▶ **TASK PROMPT**:
Show each line of the data below that contains the string "with".

▶ **DATA FOR THE TASK**:
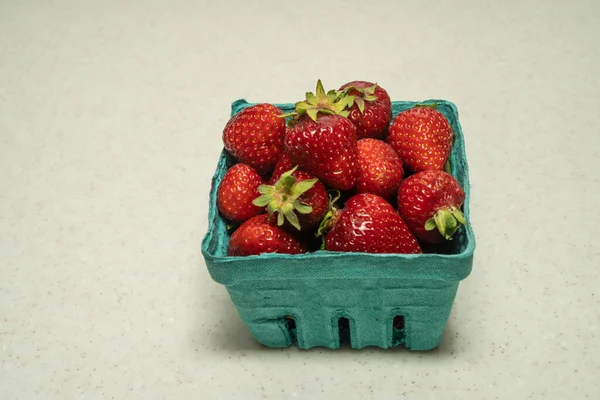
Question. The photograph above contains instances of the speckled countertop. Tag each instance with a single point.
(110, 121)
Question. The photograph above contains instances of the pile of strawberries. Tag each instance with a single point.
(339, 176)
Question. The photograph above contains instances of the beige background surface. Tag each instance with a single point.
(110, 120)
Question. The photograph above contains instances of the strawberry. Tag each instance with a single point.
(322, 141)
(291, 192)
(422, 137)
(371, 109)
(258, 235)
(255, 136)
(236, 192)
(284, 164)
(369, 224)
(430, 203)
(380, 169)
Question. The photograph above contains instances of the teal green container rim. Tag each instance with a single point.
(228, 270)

---

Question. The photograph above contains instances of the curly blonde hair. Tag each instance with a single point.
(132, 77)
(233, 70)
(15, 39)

▶ **RESPONSE FOR THIS EXERCISE**:
Question. The photograph above contains instances of the speckled countertop. Tag each instance with a single point.
Question. The photograph above contains instances of the pile of strawberries. Tag each instance with a single point.
Question. The photograph above contains instances of the beige background surface. Tag each instance with a single point.
Question. The photograph above contains instances of the strawberry. Tag each instance with a single point.
Question. The photograph above contains instances of the teal green container rim. Tag each instance with a single point.
Question. The photograph above contains instances of the curly blonde hair. Tag each instance with a single point.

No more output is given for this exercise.